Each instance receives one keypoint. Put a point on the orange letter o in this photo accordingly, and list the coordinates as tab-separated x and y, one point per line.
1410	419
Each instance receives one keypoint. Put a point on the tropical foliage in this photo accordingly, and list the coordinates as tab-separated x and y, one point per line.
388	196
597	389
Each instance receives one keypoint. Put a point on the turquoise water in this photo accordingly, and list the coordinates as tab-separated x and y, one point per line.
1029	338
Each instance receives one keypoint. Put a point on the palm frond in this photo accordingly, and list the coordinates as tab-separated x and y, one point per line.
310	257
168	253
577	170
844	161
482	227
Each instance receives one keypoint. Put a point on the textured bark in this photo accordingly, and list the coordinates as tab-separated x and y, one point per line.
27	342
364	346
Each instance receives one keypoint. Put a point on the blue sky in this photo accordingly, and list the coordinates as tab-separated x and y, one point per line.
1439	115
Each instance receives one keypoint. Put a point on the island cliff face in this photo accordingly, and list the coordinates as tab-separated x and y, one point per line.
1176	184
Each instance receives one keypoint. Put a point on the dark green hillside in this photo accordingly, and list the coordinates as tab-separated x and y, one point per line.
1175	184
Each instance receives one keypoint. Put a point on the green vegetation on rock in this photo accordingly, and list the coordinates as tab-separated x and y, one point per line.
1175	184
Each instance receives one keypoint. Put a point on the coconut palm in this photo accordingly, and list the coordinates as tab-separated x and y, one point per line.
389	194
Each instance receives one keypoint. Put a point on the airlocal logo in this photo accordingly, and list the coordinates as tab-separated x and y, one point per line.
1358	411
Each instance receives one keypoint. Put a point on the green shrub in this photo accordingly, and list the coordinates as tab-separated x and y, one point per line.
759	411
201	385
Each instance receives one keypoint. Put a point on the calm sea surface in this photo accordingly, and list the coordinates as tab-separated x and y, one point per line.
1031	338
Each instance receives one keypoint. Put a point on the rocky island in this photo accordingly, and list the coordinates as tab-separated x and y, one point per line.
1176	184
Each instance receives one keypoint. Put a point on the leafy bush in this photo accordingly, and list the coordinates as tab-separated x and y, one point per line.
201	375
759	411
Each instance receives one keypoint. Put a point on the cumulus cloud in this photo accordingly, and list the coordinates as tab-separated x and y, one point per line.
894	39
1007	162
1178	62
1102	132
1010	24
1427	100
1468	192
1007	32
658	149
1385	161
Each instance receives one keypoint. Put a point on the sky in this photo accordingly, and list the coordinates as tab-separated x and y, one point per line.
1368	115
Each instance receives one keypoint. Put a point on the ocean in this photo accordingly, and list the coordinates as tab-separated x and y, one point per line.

☆ ☆ ☆ ☆ ☆ ☆ ☆

Repeat each record word for word.

Each instance receives one keypoint. Put a point on the orange letter o in this photo accordingly, and list the coordinates as tab-separated x and y, one point per line.
1410	419
Each instance receives one keypoint. Put a point on the tropical foliage in this photo accordingly, and list the coordinates as tab-separated x and y, one point per line.
388	196
597	389
Each instance receives one keypoint. Put a point on the turquoise water in this photo accordingly, and list the coordinates as tab-separated x and y, one point per line.
1029	338
Each instance receives one keypoint. Put a point on the palm frond in this photo accordingly, and list the coordinates as tab-separated x and y, one point per line.
310	257
168	253
577	170
844	161
482	227
Each instance receives one keypoint. Put a point on the textured bark in this photo accordingly, and list the coordinates as tab-separated x and y, one point per line.
27	342
364	346
Each instance receives one keypoint. Put a point on the blue sky in this photo accordingly, and list the coordinates as tab-separated x and y, one point per line.
1439	115
Each instance receives one keypoint. Put a point on the island cliff face in this photo accordingly, and list the coordinates as tab-separated x and y, one point per line.
1176	184
Each instance receives one keypoint. Put a point on the dark green hillside in this photo accordingly, and list the coordinates as tab-separated x and y, one point per line.
1175	184
Each instance receives one keypoint. Put a point on the green vegetation on rock in this photo accordingly, and list the coordinates as tab-separated x and y, one point per line.
1175	184
Each instance receives one keypoint. Put a point on the coconut palm in this photo accordingly, and list the coordinates as tab-separated x and y, one point per line.
389	194
Each instance receives one keypoint. Put a point on the airlocal logo in this photo accordingly, and list the coordinates as tab-separated x and y, one point per line.
1358	411
Each instance receives one keypoint. Put a point on the green shrub in this photo accordingly, and list the coordinates as tab-separated x and y, one point per line.
759	411
201	385
Each instance receives one keypoint. Put a point on the calm sea surface in this photo accordingly, and list the coordinates as tab-separated x and y, one point per line.
1031	338
Each instance receives one keypoint. Put a point on the rocky island in this photo accordingly, and list the coordinates as tab-separated x and y, one point per line.
1176	184
Each instance receives one keypoint. Put a point on the leafy bush in this photo accordingly, and list the coordinates as tab-separated x and y, one point per line.
201	375
759	411
Each instance receives one keypoint. Put a point on the cumulus cloud in this photo accordingly, and list the coordinates as tab-separated x and y, one point per line.
894	39
1007	162
1178	62
1102	132
1010	24
1427	100
1468	192
1007	32
658	149
1385	161
Each instance receives one keypoint. Put a point on the sky in this photo accordingly, and list the coordinates as tab-separated x and y, one point per line.
1368	115
Each instance receives one keypoint. Put a point on the ocean in this photo accordingly, and list the coordinates as tab-separated x and y, one point per line.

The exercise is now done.